** BEGIN Available records **

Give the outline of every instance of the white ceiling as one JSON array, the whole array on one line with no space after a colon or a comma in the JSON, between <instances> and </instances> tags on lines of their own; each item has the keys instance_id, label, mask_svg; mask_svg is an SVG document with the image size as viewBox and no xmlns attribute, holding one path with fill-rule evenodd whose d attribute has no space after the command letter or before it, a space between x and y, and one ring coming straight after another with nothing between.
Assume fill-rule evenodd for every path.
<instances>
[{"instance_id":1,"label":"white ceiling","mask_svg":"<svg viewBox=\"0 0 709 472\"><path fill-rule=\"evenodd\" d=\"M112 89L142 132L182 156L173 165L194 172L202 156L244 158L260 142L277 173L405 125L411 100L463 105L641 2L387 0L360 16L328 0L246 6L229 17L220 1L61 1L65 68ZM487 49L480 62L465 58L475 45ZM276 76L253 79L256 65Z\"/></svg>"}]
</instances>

** END Available records **

#### Job:
Select each line of the records that contains the string "instances", treating uppercase and lowercase as different.

#### In response:
Give the outline of every instance of the white ceiling as one JSON array, the whole array on one line with no space after a colon or a comma in the JSON, between <instances> and </instances> tags on lines of their own; each item has the keys instance_id, label, mask_svg; mask_svg is an SVG document with the image size as viewBox and no xmlns attribute, holding one path with fill-rule evenodd whose d attribute has no space after the command letter or before it, a space between x and y, and one ring coming straight after another with nothing between.
<instances>
</instances>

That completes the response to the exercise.